特集 ● “ごみ”をめぐって本音でトーク
4月に行われた統一地方選挙、皆さんのまちではいかがでしたか?
ごみや環境はほとんど争点にはならなかったようですが、ごみかんな人々の中にも『ごみ』をいっとき休んで、ウグイス嬢で飛び回ったり、選挙事務所に通い詰めた人もいました。
そこで、今回の特集は市議の方々に登場いただき、収集方法の変更や施設の建替え、一部事務組合など地方自治体が抱えるごみの様々な課題について、議員として、どう考える、市民の声をどのように受け止めているか、本音で語っていただきました。
では、ごみ問題を絡めて自己紹介をお願いします。
一期目の時、谷戸沢処分場の問題がクローズアップされ、日の出町の皆さんから陳情が出されたことがごみ間題を考える大きなきっかけになりました。 アルミ缶回収など消費者団体と一緒に活動していたので、働きかけていくうちに行政も資源化を始めたり、変わっていきました。

+ + +

課題:
- 1) ごみ特集の記事のうち、「ごみや環境はほとんど争点には」で始まり「本音で語っていただきました。」まで続く部分を、そのまま打ち直すこと。
- 2) ごみ特集の記事で、一期目の時にクローズアップされたのはどこの処分場の問題か。
- 3) ごみ特集の記事を、最後の文の後から書き進めること。

提供資料:

+ + +

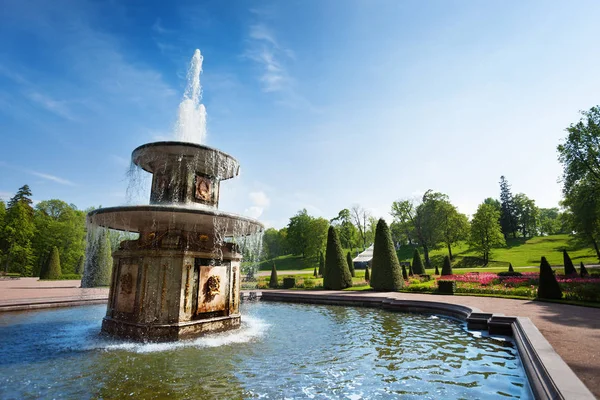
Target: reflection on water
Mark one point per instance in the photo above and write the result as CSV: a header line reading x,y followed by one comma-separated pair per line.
x,y
281,351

+ + +

回答:
- 1)
ごみや環境はほとんど争点にはならなかったようですが、ごみかんな人々の中にも『ごみ』をいっとき休んで、ウグイス嬢で飛び回ったり、選挙事務所に通い詰めた人もいました。
そこで、今回の特集は市議の方々に登場いただき、収集方法の変更や施設の建替え、一部事務組合など地方自治体が抱えるごみの様々な課題について、議員として、どう考える、市民の声をどのように受け止めているか、本音で語っていただきました。

- 2) 谷戸沢処分場。

- 3)
10年前、日の出処分場を扱った映画「水からの速達」の上映会をしたのがきっかけで、東大和でも少しずつごみに対する関心が広がっていきました。 ダイオキシンが問題になった頃、3市にまたがるごみ問題に取組むグループを作りました。 「事業系」「家庭系」という認識もない中で行政に分別を訴えかけ、牛乳パック、アルミ缶、スチール缶を回収するボックスが作られました。
それまでも個人的にはごみに配慮した生活をしてはいましたが、議員という立場になつて、ごみを出す側の自治体として日の出処分場問題を議論する中で、一部事務組合である処分組合と小金井市の関係など、ごみに関わるいろんな課題が見えてきましたね。
皆さんの共通の出発点は、やはり日の出処分場問題と言えますね。
焼却施設は、地方自治体にとって重要課題ですが、どのような状況になっていますか?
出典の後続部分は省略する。